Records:
>>>

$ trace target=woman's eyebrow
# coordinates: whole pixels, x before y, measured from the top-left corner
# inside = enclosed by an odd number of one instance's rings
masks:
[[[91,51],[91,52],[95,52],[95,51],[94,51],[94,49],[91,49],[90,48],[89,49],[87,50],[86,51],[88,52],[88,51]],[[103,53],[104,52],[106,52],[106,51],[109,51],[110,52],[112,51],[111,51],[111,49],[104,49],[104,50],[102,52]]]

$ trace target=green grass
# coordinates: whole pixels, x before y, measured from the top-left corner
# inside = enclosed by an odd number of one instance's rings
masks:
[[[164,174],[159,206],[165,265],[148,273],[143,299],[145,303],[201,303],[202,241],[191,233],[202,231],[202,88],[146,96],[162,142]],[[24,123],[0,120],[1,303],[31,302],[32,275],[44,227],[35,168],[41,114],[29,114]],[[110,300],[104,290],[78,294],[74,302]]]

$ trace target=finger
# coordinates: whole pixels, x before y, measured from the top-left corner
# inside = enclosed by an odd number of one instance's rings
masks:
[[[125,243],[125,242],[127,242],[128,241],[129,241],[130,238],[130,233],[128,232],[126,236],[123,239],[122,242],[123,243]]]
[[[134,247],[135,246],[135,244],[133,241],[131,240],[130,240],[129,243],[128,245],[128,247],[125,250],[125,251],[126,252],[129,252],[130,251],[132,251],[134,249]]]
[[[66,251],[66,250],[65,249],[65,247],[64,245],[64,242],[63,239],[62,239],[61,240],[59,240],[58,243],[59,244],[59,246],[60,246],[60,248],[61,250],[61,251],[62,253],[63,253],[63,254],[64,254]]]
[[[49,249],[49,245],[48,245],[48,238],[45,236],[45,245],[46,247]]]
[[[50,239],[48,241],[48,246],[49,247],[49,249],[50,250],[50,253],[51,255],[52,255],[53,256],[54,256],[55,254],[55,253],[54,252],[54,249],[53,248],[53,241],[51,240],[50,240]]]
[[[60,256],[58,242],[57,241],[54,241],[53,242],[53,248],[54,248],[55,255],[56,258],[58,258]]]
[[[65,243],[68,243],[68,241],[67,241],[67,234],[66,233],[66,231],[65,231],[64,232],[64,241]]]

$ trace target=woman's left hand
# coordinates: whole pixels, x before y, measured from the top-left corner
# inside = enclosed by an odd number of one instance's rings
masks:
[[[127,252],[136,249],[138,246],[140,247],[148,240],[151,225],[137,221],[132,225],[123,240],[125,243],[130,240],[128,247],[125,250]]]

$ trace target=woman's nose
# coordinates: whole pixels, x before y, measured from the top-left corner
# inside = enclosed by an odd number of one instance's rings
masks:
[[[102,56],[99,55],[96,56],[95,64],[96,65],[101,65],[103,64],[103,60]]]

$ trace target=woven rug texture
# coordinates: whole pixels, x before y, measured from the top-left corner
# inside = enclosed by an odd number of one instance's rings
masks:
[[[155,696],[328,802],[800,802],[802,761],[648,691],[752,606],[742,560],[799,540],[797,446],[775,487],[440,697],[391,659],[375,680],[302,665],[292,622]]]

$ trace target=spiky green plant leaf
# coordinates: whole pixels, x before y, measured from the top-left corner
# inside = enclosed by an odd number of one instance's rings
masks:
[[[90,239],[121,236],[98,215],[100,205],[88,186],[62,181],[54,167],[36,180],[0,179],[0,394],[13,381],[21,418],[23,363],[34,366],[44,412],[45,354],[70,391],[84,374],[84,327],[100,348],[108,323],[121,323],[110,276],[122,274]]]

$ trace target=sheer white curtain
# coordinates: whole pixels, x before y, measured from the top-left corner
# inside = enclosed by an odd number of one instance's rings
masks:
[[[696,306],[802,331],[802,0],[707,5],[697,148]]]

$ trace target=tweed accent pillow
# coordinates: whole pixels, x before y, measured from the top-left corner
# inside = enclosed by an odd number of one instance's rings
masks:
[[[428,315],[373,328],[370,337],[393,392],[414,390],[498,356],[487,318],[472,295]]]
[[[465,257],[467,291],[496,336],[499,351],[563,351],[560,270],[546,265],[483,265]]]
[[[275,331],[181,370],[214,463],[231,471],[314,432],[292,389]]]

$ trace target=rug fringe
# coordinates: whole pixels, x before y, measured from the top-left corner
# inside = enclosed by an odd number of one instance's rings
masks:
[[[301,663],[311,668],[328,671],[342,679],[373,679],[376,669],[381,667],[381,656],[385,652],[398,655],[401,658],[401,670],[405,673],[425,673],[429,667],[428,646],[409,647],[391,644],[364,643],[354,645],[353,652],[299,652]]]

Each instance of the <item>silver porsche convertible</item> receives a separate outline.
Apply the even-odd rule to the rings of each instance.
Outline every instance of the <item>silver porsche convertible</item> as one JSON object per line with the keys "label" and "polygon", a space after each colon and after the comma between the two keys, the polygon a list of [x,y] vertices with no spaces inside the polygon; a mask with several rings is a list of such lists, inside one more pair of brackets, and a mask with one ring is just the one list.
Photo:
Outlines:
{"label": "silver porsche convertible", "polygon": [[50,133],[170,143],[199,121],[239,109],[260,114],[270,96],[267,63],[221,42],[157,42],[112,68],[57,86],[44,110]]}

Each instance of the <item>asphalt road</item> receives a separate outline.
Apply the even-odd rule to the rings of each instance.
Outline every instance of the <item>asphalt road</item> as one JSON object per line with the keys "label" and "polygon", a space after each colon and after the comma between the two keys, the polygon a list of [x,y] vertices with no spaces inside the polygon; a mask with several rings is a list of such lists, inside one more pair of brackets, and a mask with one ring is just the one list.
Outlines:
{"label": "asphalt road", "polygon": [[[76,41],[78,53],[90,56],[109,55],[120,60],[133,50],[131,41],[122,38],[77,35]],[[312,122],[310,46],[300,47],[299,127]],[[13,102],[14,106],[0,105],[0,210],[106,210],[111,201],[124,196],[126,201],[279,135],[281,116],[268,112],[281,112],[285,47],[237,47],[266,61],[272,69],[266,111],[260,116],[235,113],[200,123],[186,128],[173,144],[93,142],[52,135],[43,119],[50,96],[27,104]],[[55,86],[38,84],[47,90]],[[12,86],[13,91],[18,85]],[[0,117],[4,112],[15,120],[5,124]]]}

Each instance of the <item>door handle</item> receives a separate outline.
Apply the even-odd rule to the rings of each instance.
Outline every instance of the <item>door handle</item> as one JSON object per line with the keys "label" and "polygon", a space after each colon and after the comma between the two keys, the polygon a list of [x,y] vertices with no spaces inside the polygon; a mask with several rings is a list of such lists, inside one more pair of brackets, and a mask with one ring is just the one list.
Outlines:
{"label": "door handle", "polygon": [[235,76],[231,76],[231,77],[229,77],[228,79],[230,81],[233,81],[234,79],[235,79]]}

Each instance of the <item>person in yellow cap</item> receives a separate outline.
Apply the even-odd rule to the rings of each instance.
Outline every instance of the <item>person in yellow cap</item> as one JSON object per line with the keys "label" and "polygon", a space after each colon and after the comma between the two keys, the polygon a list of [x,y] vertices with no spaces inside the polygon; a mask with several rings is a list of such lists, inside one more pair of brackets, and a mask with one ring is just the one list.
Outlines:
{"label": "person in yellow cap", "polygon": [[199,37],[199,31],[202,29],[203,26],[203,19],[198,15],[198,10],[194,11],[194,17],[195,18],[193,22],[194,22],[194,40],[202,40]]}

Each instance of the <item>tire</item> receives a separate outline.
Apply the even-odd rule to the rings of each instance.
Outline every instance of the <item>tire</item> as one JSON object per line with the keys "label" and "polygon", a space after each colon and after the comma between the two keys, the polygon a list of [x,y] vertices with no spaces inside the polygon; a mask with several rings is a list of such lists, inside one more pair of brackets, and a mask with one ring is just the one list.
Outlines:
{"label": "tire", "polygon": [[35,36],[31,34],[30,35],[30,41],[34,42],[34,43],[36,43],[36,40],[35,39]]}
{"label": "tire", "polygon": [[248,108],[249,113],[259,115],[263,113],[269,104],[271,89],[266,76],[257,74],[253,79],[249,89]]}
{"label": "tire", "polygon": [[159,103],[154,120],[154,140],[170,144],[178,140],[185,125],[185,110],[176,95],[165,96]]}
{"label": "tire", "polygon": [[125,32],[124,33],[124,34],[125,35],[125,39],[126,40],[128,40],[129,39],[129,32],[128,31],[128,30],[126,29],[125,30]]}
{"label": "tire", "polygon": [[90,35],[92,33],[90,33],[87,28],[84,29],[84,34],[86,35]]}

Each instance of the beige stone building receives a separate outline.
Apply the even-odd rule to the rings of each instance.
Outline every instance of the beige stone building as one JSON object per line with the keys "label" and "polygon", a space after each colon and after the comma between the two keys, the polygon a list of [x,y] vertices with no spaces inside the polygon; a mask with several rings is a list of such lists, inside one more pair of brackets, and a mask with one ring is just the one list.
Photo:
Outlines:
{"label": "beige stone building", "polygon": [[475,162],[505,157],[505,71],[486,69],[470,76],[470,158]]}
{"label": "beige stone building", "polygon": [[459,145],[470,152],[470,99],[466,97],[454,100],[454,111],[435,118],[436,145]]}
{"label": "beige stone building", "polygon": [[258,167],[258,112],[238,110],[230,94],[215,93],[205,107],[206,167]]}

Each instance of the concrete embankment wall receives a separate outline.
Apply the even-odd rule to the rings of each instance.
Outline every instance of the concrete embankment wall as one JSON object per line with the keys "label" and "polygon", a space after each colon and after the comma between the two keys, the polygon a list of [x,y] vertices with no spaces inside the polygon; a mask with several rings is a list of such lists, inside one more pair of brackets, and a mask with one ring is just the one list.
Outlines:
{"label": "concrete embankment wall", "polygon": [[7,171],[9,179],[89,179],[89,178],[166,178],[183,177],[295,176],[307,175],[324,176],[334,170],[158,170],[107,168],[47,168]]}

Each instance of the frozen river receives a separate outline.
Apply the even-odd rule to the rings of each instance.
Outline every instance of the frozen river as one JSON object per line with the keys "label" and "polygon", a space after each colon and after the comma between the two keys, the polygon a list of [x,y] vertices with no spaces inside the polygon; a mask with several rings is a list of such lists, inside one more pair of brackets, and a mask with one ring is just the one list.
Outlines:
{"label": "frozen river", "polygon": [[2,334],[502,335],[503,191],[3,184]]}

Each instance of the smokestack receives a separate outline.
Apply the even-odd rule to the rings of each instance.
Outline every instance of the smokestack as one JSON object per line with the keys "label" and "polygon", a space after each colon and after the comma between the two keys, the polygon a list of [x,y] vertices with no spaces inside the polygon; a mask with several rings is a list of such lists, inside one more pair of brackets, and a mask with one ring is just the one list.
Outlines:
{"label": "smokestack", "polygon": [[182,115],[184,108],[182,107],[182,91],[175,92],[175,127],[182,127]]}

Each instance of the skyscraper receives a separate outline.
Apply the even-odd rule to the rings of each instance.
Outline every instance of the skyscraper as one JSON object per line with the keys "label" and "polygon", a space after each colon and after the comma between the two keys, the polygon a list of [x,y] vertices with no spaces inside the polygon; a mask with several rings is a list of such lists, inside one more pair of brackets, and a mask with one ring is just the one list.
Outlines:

<<<

EXERCISE PROMPT
Count the lines in the material above that contain the string "green", treating case as significant. Reply with the number alone.

EXERCISE ANSWER
2